_TASK TO COMPLETE_
Copy the passage of the cavitation article between "Cavitation occurs when" and "anti-cavitation check valves.", inclusive.
Segment Start: EXTRACT
Anti-Cavitation Valve Applications

By Robert Post, CFPHS, Consultant to Caterpillar via Actalent Services
and Lauren Schmeal, Editor, Fluid Power Journal

Contamination and high temperatures are well known for causing damage to hydraulic components and systems. Fortunately, there are many articles about those topics. Cavitation is another form of contamination and is detrimental to a safe, efficient, and dependable hydraulic system. Cavitation is most often associated with the suction line connecting a reservoir to a pump but can be found in several other places within a hydraulic system including motors or double-acting cylinders. A system designer can counteract the negative effects of cavitation on those two location types by being aware of potential problem areas and taking steps to eliminate cavitation.

An Introduction to Cavitation

Cavitation occurs when the static pressure of the hydraulic fluid drops below the vapor pressure, forming small vapor-filled cavities. When those cavities implode, neighboring materials are damaged. This article focuses on avoiding cavitation in hydraulic motor or cylinder circuits. Both of those circuits will be explored individually to expand on the application of anti-cavitation check valves.
Segment End: EXTRACT
Segment Start: EXTRACTED ENTRIES
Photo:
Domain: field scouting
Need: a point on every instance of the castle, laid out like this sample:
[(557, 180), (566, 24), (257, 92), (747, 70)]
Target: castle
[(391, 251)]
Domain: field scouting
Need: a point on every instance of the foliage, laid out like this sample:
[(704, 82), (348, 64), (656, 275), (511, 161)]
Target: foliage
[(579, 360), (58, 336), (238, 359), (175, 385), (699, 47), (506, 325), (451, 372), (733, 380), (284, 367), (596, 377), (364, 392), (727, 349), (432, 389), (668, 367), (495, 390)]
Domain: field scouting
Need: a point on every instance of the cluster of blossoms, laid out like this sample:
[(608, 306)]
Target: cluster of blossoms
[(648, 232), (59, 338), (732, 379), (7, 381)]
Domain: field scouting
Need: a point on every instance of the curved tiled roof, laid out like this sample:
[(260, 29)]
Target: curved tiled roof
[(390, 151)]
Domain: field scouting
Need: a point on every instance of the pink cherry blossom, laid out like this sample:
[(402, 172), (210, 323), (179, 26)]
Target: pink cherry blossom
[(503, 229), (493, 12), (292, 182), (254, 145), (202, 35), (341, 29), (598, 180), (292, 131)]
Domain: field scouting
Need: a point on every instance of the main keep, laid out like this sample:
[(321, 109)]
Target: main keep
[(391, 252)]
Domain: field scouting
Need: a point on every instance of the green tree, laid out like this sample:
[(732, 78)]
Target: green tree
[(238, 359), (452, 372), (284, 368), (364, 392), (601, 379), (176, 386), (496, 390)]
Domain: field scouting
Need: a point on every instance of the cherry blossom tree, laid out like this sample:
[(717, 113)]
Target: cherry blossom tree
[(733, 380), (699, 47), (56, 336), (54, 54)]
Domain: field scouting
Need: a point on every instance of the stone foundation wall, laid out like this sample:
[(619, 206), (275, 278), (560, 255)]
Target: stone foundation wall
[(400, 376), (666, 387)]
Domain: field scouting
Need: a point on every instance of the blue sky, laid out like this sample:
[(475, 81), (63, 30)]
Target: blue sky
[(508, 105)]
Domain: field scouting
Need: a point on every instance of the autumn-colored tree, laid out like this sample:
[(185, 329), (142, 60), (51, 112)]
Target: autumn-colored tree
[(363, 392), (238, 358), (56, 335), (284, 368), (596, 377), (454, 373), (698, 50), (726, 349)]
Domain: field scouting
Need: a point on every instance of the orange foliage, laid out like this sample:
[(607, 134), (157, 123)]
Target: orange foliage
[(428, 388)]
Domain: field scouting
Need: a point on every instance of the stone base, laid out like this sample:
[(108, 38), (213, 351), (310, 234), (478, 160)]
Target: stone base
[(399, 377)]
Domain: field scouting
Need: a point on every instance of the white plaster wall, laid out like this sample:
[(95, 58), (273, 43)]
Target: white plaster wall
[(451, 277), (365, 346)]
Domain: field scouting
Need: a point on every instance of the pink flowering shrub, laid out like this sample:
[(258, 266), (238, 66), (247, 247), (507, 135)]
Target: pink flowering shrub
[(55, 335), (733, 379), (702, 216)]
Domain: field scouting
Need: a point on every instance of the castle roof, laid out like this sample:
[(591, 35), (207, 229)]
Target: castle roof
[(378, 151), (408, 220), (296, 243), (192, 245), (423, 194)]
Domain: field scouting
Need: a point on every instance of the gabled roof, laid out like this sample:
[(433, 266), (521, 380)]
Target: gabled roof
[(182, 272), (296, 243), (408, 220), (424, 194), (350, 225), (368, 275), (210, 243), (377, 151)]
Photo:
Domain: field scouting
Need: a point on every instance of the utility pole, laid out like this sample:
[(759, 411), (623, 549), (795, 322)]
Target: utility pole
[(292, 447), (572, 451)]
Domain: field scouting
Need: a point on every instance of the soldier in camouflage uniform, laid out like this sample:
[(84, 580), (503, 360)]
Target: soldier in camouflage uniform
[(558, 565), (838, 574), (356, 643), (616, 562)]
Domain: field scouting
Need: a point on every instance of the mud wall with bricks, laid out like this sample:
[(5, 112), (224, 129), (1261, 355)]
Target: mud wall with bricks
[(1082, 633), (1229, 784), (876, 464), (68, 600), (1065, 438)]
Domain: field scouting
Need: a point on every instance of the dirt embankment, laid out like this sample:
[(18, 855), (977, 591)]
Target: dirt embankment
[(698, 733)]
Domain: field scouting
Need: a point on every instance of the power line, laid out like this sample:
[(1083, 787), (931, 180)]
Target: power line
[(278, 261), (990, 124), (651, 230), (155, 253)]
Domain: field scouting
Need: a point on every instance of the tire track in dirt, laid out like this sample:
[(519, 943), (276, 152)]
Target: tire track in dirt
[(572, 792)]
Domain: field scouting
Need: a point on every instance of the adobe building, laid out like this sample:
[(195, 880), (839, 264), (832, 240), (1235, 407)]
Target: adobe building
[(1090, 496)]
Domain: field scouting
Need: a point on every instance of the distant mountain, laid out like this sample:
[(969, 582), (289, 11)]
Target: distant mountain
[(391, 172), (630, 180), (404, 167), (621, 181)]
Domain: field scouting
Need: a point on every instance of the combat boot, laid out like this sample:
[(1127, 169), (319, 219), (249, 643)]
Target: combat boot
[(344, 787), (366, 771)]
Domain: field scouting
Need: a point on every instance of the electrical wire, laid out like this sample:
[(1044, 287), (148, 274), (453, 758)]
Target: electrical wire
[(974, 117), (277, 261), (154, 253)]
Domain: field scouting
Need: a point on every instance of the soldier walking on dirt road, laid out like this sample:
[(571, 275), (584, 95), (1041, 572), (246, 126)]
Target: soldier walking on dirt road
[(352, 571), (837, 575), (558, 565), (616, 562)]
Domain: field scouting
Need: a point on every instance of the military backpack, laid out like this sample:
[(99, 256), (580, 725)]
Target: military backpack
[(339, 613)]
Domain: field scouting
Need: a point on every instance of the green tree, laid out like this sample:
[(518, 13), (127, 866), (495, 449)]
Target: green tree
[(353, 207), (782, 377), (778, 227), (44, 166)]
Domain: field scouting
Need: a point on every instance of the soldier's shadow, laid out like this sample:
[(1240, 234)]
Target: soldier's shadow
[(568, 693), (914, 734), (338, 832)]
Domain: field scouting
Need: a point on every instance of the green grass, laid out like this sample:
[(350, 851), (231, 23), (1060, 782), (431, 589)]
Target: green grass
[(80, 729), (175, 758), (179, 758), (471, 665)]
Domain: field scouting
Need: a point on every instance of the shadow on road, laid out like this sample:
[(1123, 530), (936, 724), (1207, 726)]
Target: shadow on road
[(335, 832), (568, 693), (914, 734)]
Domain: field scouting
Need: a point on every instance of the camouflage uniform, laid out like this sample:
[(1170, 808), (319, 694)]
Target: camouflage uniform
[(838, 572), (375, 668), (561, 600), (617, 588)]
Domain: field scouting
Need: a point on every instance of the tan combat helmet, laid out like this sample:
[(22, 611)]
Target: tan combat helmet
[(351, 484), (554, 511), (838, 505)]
Segment End: EXTRACTED ENTRIES
_EXPECTED OUTPUT_
Cavitation occurs when the static pressure of the hydraulic fluid drops below the vapor pressure, forming small vapor-filled cavities. When those cavities implode, neighboring materials are damaged. This article focuses on avoiding cavitation in hydraulic motor or cylinder circuits. Both of those circuits will be explored individually to expand on the application of anti-cavitation check valves.